__Task requirements__: Format the records from the line containing "beret in the image above." through the line containing "415;57;442;156", inclusive, as a JSON list of strings with one string per line, omitting blank lines.

__Information supplied__:

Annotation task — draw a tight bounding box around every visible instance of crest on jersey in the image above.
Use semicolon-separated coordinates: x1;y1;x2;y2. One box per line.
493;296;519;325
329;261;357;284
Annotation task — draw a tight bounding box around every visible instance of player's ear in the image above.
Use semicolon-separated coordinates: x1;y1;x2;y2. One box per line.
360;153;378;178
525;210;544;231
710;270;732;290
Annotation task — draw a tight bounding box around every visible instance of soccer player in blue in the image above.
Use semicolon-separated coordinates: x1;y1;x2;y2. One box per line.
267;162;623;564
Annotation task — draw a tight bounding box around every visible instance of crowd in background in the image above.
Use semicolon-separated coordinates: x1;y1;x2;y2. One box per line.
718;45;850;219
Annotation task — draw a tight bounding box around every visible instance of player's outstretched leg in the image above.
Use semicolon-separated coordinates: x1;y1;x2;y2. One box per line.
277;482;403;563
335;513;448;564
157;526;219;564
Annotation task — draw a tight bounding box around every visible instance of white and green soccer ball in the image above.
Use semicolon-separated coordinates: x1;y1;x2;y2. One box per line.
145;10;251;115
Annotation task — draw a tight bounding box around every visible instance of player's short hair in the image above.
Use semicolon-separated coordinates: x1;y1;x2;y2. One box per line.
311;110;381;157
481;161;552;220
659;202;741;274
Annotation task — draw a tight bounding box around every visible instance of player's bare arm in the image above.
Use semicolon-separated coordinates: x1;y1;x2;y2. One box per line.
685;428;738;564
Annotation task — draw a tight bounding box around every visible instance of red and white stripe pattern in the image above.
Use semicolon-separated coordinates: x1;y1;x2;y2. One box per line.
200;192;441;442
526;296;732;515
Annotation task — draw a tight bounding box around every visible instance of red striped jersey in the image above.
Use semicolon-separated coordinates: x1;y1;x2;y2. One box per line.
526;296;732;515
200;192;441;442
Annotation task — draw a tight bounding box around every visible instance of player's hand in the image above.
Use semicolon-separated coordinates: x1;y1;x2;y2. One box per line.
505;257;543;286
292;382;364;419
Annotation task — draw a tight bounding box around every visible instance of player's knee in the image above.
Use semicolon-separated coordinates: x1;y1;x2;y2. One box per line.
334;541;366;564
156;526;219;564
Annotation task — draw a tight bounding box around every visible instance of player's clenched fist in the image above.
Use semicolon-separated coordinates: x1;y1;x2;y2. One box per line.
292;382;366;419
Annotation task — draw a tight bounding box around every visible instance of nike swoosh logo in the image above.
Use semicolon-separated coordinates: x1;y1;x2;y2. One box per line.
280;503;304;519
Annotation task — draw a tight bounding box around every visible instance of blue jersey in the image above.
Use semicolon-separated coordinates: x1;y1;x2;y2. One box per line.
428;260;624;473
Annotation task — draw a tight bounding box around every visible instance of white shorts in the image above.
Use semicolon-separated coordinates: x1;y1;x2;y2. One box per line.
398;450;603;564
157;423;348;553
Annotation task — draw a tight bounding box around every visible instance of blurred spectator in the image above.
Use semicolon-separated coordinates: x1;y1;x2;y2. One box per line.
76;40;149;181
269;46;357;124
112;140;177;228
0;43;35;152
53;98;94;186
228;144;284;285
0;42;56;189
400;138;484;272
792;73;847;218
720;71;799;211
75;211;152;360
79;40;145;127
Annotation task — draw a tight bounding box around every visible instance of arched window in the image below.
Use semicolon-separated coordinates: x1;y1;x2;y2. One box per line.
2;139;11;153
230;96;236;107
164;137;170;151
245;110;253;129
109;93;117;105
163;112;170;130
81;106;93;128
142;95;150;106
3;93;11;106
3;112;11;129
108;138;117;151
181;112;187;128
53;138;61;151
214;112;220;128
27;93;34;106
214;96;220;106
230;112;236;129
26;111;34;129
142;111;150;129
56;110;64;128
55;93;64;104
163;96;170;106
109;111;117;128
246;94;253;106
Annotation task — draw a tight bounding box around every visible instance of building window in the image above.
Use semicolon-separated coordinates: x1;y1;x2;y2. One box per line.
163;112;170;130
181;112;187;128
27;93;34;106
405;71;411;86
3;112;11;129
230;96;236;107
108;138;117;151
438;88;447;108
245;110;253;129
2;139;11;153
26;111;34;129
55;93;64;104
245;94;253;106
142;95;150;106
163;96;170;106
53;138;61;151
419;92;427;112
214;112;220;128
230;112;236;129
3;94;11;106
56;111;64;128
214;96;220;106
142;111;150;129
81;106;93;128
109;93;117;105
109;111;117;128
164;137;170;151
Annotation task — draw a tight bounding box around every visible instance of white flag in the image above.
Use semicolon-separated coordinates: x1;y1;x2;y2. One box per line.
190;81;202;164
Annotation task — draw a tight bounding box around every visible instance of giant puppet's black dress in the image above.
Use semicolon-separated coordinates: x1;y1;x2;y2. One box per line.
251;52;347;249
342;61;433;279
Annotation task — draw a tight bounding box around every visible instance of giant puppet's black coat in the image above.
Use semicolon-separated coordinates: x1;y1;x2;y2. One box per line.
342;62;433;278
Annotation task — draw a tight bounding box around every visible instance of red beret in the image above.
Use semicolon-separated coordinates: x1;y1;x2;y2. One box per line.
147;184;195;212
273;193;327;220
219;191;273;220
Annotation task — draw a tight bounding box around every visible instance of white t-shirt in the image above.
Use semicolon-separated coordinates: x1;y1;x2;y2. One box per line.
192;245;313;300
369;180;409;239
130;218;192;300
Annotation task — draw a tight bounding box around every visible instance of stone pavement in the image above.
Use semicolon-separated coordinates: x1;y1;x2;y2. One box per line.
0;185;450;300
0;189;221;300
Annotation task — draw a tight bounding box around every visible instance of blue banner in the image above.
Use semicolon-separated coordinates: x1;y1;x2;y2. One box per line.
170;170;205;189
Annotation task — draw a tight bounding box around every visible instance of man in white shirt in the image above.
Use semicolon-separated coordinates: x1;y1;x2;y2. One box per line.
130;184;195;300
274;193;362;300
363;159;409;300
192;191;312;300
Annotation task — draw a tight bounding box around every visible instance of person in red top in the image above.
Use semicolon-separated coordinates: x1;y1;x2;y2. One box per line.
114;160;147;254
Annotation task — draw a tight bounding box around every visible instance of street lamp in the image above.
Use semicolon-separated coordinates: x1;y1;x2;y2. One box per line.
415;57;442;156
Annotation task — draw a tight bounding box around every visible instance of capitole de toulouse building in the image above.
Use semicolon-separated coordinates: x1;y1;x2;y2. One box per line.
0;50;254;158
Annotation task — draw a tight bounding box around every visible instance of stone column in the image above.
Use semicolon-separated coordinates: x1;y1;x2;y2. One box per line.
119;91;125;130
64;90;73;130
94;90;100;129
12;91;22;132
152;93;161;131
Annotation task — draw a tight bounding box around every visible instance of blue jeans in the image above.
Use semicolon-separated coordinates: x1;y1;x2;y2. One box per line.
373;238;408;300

__The result__:
[
  "Annotation task — draw a tight bounding box around every visible instance of red beret in the image above.",
  "Use semicolon-separated coordinates: x1;y1;x2;y2. One box per line.",
  "147;184;195;212",
  "273;193;327;220",
  "219;191;273;220",
  "Annotation task — draw a tight bounding box around every visible instance of white t-shirt in the image above.",
  "Use semicolon-separated coordinates: x1;y1;x2;y2. One box per line.",
  "192;245;313;300",
  "369;180;409;239",
  "130;218;192;300",
  "Annotation task — draw a tight bounding box around every visible instance of stone pavement in the image above.",
  "Use semicolon-separated coordinates: x1;y1;x2;y2. One box per line.",
  "0;185;450;300",
  "0;189;221;300",
  "Annotation task — draw a tight bounding box around every visible instance of blue banner in the image above.",
  "Use semicolon-separated coordinates: x1;y1;x2;y2. One box per line.",
  "170;170;205;189",
  "Annotation task — draw a tight bounding box around every visible instance of man in white shirt in the image above.",
  "Use semicolon-separated coordinates: x1;y1;x2;y2. One box per line.",
  "130;184;195;300",
  "274;193;362;300",
  "363;159;409;300",
  "192;191;312;300",
  "Annotation task — draw a tight bounding box around every visible instance of person in red top in the image above.",
  "Use semicolon-separated coordinates: x1;y1;x2;y2. One box per line.",
  "114;160;147;254",
  "Annotation task — draw a tight bounding box around every visible instance of street lamp in the image above.",
  "Use semicolon-separated coordinates: x1;y1;x2;y2. One box per line.",
  "415;57;442;156"
]